[Exercise objective] Your answer should be the full set of records, printed exactly as they stand.

((

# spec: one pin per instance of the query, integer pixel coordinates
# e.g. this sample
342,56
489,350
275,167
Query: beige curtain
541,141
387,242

))

[Answer]
# spec: one pin per instance of the query, integer pixel coordinates
# e.g. this sample
342,56
489,350
275,167
Query: beige curtain
541,141
387,242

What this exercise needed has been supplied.